Rewrite the listing so that every "put a marker on" becomes "place a point on", leaving everything else unchanged.

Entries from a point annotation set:

_____

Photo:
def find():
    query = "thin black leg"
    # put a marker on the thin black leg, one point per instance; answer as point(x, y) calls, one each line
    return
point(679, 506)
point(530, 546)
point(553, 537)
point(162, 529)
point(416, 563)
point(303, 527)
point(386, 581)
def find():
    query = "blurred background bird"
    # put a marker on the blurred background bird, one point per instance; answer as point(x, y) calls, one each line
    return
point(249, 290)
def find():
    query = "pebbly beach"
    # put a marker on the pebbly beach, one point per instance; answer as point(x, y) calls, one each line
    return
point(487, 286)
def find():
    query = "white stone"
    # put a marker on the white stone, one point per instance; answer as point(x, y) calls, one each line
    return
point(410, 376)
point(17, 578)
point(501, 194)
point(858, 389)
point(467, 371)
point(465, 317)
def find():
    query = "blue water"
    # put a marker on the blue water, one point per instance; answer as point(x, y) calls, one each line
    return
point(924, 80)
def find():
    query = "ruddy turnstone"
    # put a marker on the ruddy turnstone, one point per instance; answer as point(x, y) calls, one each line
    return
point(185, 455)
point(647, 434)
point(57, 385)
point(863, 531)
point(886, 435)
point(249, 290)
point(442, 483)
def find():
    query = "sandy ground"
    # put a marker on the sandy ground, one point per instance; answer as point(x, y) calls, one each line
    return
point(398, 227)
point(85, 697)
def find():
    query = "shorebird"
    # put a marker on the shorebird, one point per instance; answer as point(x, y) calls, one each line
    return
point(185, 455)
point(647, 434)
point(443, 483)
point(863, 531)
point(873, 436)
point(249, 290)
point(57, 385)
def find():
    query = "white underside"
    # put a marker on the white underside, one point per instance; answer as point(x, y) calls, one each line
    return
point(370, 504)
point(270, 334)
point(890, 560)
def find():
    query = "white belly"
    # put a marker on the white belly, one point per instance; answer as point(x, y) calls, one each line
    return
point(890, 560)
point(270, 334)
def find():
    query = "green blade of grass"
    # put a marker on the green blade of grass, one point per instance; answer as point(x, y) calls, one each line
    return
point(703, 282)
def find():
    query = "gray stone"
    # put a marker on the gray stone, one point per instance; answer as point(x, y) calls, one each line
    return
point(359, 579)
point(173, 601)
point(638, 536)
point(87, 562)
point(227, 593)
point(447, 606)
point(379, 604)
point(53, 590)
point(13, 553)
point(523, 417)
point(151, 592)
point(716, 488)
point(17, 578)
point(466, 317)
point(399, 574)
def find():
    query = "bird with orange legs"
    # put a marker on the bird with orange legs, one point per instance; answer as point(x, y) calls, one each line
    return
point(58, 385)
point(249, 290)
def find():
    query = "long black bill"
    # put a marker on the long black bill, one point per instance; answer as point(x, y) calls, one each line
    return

_____

## Task result
Photo:
def find():
    query = "thin black leg"
    # place a point on the thin black leg, one point per instance; answer as point(x, y) calls, one each line
    return
point(679, 506)
point(530, 546)
point(553, 537)
point(162, 529)
point(416, 563)
point(303, 527)
point(386, 581)
def find():
    query = "blurred background bird"
    # place a point on the blurred background bird, one point per instance; answer as point(x, y) calls, one each line
    return
point(249, 290)
def find():
    query = "pebbly beach"
    # place a point on the pebbly beach, one point per instance; answer as point(x, y) calls, one each line
    return
point(487, 286)
def find():
    query = "white stone"
    # place a point on the white stone, one point per instance; answer as point(x, y) calls, one each line
    return
point(410, 376)
point(17, 578)
point(501, 194)
point(858, 389)
point(467, 371)
point(465, 317)
def find():
    query = "blue water"
    # place a point on the blue water, one point per instance; answer as point(x, y) calls, one each line
    return
point(924, 80)
def find():
    query = "ruddy turnstone"
    # place a point on the ruddy turnstone, one point per instance; answer as point(x, y) calls, one each line
    return
point(185, 455)
point(647, 434)
point(57, 385)
point(863, 531)
point(886, 435)
point(249, 290)
point(442, 483)
def find():
    query = "sandy ground"
    # place a point on the sandy ground, one point per instance; answer as point(x, y) calls, one each line
    return
point(398, 227)
point(85, 697)
def find():
    query = "shorebird"
    # place a point on the shorebird, one point per instance; answer as point(x, y) calls, one each line
    return
point(185, 455)
point(647, 434)
point(443, 483)
point(863, 531)
point(873, 436)
point(249, 290)
point(57, 385)
def find():
    query = "white underside"
    # place a point on the white underside, one point per instance; answer as point(x, y) calls, one each line
    return
point(370, 504)
point(270, 334)
point(890, 560)
def find():
    query = "white belly"
    # place a point on the white belly, one point per instance; answer as point(x, y) calls, one each line
    return
point(890, 560)
point(270, 334)
def find():
    query = "green blade of grass"
    # place a point on the green blade of grass, one point per instance; answer as point(x, y) calls, one each line
    return
point(703, 282)
def find():
    query = "gray stone"
    # place a point on the gray stone, one point per instance; answer as point(x, y) calls, one each line
    return
point(359, 579)
point(173, 601)
point(638, 536)
point(87, 562)
point(227, 593)
point(447, 606)
point(379, 604)
point(53, 590)
point(13, 553)
point(523, 417)
point(151, 592)
point(716, 488)
point(17, 578)
point(466, 317)
point(399, 574)
def find():
    query = "bird with orange legs"
    # place a point on the bird with orange legs, one point per instance; answer as point(x, y) calls, one each line
    return
point(58, 385)
point(249, 290)
def find():
    query = "long black bill"
    # place a point on the long black bill, one point per instance; answer as point(x, y) calls, one each line
    return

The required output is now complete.